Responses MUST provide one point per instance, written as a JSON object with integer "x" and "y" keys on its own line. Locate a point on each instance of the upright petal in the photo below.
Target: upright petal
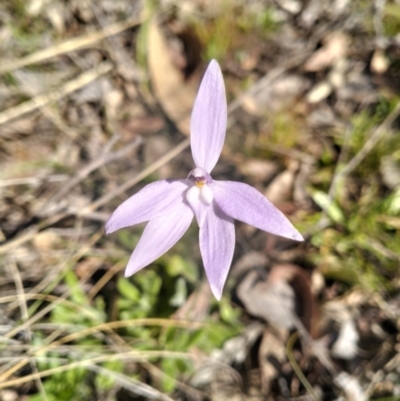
{"x": 160, "y": 234}
{"x": 217, "y": 243}
{"x": 245, "y": 203}
{"x": 154, "y": 200}
{"x": 209, "y": 116}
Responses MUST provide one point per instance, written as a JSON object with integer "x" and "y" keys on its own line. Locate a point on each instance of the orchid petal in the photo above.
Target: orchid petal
{"x": 209, "y": 117}
{"x": 154, "y": 200}
{"x": 245, "y": 203}
{"x": 159, "y": 236}
{"x": 217, "y": 243}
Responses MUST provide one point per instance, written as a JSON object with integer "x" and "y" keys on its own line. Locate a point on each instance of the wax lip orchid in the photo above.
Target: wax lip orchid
{"x": 169, "y": 205}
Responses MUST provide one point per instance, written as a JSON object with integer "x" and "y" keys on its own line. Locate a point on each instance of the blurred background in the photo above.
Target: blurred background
{"x": 95, "y": 101}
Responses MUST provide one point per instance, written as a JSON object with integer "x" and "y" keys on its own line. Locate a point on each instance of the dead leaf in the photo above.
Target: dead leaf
{"x": 173, "y": 90}
{"x": 276, "y": 96}
{"x": 281, "y": 298}
{"x": 261, "y": 170}
{"x": 271, "y": 356}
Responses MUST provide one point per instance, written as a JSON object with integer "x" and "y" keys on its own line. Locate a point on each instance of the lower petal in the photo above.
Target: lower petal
{"x": 154, "y": 200}
{"x": 245, "y": 203}
{"x": 217, "y": 243}
{"x": 160, "y": 235}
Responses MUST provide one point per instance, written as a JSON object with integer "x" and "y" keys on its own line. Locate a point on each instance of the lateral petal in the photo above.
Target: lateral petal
{"x": 154, "y": 200}
{"x": 160, "y": 235}
{"x": 245, "y": 203}
{"x": 209, "y": 118}
{"x": 217, "y": 243}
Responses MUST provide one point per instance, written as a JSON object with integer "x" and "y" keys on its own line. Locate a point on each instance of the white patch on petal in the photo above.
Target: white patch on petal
{"x": 193, "y": 195}
{"x": 198, "y": 172}
{"x": 206, "y": 194}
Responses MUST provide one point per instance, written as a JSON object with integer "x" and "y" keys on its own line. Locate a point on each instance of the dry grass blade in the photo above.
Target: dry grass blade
{"x": 132, "y": 356}
{"x": 70, "y": 45}
{"x": 41, "y": 100}
{"x": 130, "y": 384}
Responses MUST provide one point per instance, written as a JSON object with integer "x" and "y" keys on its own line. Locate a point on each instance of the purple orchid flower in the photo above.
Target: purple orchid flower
{"x": 169, "y": 205}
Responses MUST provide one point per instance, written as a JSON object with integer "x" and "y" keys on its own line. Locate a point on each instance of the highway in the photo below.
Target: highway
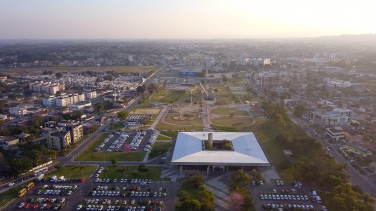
{"x": 69, "y": 158}
{"x": 355, "y": 177}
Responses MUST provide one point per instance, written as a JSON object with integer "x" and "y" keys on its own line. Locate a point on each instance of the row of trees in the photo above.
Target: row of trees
{"x": 240, "y": 199}
{"x": 202, "y": 201}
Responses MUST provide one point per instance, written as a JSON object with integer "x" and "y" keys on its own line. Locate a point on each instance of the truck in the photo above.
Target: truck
{"x": 318, "y": 199}
{"x": 61, "y": 178}
{"x": 53, "y": 178}
{"x": 39, "y": 177}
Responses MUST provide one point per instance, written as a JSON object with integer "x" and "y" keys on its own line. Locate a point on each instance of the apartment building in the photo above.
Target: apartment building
{"x": 59, "y": 140}
{"x": 75, "y": 130}
{"x": 334, "y": 117}
{"x": 16, "y": 111}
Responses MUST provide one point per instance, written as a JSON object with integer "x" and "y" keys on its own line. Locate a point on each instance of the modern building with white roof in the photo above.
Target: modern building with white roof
{"x": 190, "y": 152}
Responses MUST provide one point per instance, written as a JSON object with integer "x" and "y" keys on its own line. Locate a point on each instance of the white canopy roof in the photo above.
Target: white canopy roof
{"x": 247, "y": 150}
----------
REQUEST. Copy everything from the line containing "canopy roof in the photo above." down to the end of the records, swapping "canopy" for "awning" and changing nothing else.

RESULT OF THIS TASK.
Responses MUST provide one point per instance, written as a JSON object with integer "x" and "y" keys on its own line. Locate a point on each instance of the white awning roof in the photo above.
Target: white awning roof
{"x": 247, "y": 150}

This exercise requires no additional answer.